● **What you are asked to do**:
Format every line of the records below as a JSON list of strings, one string per line, leaving out blank lines.

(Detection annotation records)
------------------------------

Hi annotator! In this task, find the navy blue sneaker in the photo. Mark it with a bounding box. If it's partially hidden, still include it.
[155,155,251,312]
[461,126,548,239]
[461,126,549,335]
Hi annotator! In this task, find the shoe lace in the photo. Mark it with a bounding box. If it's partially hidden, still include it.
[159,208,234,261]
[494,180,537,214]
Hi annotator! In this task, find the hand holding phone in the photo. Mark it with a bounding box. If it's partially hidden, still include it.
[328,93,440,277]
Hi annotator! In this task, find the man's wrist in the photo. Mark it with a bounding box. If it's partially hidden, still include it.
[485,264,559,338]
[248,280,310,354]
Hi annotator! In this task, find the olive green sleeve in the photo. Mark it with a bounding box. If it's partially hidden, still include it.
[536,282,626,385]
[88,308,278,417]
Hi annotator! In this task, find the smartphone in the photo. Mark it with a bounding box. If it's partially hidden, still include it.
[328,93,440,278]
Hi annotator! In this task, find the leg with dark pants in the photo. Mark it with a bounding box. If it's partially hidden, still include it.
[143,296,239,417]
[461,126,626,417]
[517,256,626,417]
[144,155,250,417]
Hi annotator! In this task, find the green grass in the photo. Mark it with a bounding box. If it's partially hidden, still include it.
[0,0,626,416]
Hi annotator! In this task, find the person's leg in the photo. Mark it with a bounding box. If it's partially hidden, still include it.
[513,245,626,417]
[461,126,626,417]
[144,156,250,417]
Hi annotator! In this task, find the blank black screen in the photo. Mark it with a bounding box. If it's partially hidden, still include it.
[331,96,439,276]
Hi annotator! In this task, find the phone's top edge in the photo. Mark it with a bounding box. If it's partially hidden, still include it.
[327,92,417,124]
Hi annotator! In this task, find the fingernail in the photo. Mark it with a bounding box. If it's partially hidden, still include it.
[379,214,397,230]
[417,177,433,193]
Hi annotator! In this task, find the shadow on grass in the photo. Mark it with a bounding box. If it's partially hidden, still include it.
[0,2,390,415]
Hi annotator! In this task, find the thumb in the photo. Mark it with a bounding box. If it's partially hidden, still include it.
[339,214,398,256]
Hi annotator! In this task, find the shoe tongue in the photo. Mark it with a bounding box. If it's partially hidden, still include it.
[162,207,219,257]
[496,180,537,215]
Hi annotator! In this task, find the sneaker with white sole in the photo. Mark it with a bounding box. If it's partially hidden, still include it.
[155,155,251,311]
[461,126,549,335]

------------------------------

● **Result for this task**:
[
  "Hi annotator! In this task, find the navy blue sneaker in the photo. Mark it with a bounding box. If it's partially hidden, still include it.",
  "[155,155,251,312]",
  "[461,126,548,239]",
  "[461,126,549,335]",
  "Hi annotator! In this task, find the shoe lace in the photo. Mark it with a bounding box. If it's partially hidden, still include it.",
  "[159,208,234,261]",
  "[494,180,537,214]",
  "Hi annotator! In this task, find the hand holding phone in the photo. Mark it with a bounding box. If it's partially hidden, still include it.",
  "[328,93,440,277]",
  "Hi annotator! In this task, find the man's wrist in the photo. Mark it with a bounding box. If it's partially hidden, still include it.",
  "[485,264,559,338]",
  "[248,280,310,354]",
  "Hi annotator! In this task, find the olive green sleeve in the photo. Mark it with a bounding box. If it's partially hidden, still include it.",
  "[536,282,626,385]",
  "[88,308,278,417]",
  "Hi annotator! In this task, find the smartphone in the photo. Mark it with a bounding box. If it's partially hidden, still include it.",
  "[328,93,440,278]",
  "Hi annotator! In this task, find the leg with dark pants in the photo. Mark it with a bounding box. If it's partially hidden, still include it.",
  "[143,296,239,417]",
  "[461,126,626,417]",
  "[517,256,626,417]",
  "[144,155,250,417]",
  "Hi annotator! In this task, find the green grass in the photo. Mark it with a bounding box. If it's partially hidden, still include it.",
  "[0,0,626,416]",
  "Hi annotator! In this task, find the person's leg in the photo. Mark it with a bounding box. If it's partially hidden, still include it.",
  "[513,245,626,417]",
  "[461,126,626,417]",
  "[144,156,250,417]",
  "Hi annotator! In this task, find the blank black screen in the photo. Mark it with a bounding box. If it's partially hidden, still include it.",
  "[331,96,439,276]",
  "Hi annotator! In this task, find the phone's top edge in the photo. Mark it with a bounding box. If it's partially hidden, still include it.",
  "[327,92,417,124]",
  "Hi annotator! In this task, find the fingernail in the photo. Mark it with a bounding box. If it's partially hidden, still include it.",
  "[379,214,397,230]",
  "[417,177,433,193]",
  "Hi annotator! In this task, find the shadow on grass in the photo. Mark it with a bounding box. If it's partially hidden, still include it.",
  "[0,2,390,415]",
  "Hi annotator! In this task, find the thumb in the photo. Mark it with a bounding box. If it's partially hidden, still include it.",
  "[339,214,398,256]",
  "Hi annotator! In this task, find the shoe tongue in the photo. Mark it with a bounding box. If it's partially hidden, still include it.",
  "[162,207,219,257]",
  "[496,180,537,215]",
  "Hi annotator! In this task, find the sneaker with white sole in the photo. Mark it with a bounding box. If it's partially hidden, still include it.",
  "[155,155,251,311]",
  "[461,126,549,335]"
]